No employer wants to get on the wrong side of the EEOC and ADA, given the potential legal and financial consequences of running afoul of employment regulations. However, compliance is not always easy to define given the ambiguity present in some areas of these regulations.
Expectations for return to work, for instance, are an area that many employers find confusing. So what do employers need to know as they work to make return to work decisions that are fair and reasonable – both for their companies and for the employees who have suffered the effects of injuries or illnesses?
A September 2015 press release distributed by the EEOC offers some valuable insight into that question. The press release details the results of a discrimination lawsuit filed by the EEOC against a Tuscon-area trucking company, an employer who, according to the EEOC, missed the mark in terms of compliance with EEOC and ADA return to work expectations in a number of incidences by denying reasonable accommodations to a class of individuals with disabilities.
Not only did the employer deny requests for unpaid leave in excess of the 12 weeks as required under the Family Medical Leave Act (FMLA), but they also denied applications for transfers to open positions for which employees needing accommodation were qualified to perform. The EEOC stated that the conduct alleged in this case violated the ADA. In the settlement of this lawsuit, the company was required to pay $300,000 to disabled employees and to take a number of additional actions to bring its return to work process into compliance with EEOC and ADA expectations – actions that other employers can use as guidance for their own policies and practices. These include:
- Hiring neutral, outside consultants to ensure compliance with the ADA for return to work policies as a positive step toward objectivity and fairness.

### Listed records

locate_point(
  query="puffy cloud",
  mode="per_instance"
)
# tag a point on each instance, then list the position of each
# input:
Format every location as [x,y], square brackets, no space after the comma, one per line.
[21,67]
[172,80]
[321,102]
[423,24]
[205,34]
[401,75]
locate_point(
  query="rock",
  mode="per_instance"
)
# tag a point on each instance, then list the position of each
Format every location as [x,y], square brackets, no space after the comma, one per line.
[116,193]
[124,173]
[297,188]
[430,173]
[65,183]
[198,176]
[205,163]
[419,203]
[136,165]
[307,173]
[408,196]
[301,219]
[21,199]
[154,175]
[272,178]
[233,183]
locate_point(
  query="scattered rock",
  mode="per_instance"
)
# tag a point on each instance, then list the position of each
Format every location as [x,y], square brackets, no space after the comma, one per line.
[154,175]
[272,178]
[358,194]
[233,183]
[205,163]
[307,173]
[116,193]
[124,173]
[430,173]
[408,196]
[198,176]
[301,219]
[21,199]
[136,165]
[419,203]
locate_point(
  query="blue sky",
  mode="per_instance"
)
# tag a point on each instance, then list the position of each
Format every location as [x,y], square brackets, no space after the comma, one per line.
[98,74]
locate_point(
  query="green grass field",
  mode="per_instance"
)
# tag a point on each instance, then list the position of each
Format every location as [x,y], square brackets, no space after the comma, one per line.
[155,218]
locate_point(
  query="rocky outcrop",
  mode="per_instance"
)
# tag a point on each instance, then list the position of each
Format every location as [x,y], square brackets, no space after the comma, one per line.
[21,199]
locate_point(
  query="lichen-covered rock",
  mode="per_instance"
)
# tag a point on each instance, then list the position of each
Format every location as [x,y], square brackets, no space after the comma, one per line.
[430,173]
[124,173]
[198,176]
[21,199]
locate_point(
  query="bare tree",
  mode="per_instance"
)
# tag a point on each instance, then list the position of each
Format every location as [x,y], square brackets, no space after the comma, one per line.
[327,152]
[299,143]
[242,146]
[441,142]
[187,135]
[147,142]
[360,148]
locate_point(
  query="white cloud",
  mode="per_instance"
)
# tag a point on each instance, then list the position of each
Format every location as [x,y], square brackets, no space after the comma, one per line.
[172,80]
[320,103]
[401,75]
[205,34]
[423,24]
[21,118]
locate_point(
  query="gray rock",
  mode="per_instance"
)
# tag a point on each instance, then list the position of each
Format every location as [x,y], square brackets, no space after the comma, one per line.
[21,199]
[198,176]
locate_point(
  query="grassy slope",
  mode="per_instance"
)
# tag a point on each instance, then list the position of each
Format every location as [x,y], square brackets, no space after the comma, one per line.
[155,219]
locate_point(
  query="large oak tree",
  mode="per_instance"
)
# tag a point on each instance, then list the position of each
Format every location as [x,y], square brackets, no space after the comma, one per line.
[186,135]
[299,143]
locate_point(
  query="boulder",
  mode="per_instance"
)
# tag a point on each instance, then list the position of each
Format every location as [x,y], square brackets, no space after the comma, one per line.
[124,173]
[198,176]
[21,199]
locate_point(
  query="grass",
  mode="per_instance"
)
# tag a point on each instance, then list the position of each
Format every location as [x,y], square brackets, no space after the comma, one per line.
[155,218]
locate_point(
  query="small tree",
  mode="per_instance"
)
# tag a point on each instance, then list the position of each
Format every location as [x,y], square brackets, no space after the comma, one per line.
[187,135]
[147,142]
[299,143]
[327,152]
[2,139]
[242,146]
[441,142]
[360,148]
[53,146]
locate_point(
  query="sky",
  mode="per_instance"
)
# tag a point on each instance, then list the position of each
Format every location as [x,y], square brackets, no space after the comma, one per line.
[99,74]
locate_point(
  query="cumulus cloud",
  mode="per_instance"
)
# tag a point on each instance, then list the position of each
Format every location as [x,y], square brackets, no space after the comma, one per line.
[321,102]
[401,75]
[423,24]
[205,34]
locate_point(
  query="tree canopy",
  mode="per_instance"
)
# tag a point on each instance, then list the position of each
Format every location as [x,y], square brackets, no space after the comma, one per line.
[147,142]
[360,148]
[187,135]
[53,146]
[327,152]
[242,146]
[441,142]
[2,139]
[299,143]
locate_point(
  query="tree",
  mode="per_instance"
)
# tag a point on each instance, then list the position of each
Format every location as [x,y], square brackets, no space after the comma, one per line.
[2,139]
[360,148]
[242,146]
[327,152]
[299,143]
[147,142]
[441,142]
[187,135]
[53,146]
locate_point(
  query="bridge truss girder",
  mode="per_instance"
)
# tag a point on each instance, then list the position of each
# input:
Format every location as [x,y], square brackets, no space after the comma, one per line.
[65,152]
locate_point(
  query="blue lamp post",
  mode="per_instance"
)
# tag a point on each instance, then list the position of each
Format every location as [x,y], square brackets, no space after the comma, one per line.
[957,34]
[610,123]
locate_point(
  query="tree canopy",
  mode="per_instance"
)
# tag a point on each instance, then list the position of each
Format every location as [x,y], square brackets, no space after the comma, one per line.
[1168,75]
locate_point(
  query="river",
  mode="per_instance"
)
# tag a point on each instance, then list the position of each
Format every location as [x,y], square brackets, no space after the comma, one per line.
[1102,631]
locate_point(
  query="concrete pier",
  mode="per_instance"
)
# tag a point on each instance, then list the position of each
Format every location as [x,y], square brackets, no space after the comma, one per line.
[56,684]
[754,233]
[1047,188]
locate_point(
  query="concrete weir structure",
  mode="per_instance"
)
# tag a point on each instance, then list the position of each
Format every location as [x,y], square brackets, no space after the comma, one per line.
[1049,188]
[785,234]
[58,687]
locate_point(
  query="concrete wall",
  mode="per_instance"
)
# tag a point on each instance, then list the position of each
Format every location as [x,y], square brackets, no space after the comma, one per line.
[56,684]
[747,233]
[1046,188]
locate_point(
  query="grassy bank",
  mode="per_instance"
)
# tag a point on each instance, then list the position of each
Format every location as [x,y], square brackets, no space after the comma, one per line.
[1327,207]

### Questions
1: In the return-to-work text, how much did the settlement require the trucking company to pay disabled employees?
2: Please carry on the return-to-work text, picking up right after its final sentence.

### Responses by task
1: $300,000

2:
- Eliminating policies that require employees to return to work with no medical restrictions.
- Eliminating policies that do not allow for consideration of leaves of absence, extended time off, light duty, or reassignment as reasonable accommodations for individuals with disabilities.
- Training their employees, including C-Suite and human resources professionals, on the ADA every year.
- Instituting an evaluation system for supervisors and managers regarding their compliance with EEOC regulations.
In the press release, the EEOC stresses that blanket policies for the return to work process requiring disabled employees to be 100 percent recovered before re-entering the workforce violate the law. Since these employers were not conducting objective individualized evaluations to explore reasonable accommodation, they may have been overlooking many opportunities to allow disabled employees to return to work.
What this means for employers is that assessing the capability of these employees – individually – is important for compliance. An accurate and objective assessment begins with a detailed job demands analysis or, at minimum, a clear understanding of the actual physical requirements of the job. The next step is performing physical ability testing (PAT) to assess employees’ ability to perform the essential functions of the job. If a returning employee is not ready to return to full duty, according to the PAT, the test results can then be used to formulate a transitional duty plan, identifying whether suitable light duty positions are available in the workplace.
While these types of evaluations can offer a great deal of help in terms of compliance with EEOC and ADA expectations, it is important to choose a provider who uses science-based, validated testing methods to assess employees. Additionally, choosing a vendor with expertise in federal regulation compliance is essential as well – one who can provide training in ADA for C-Suite and HR along with a solid, legally defensible testing program.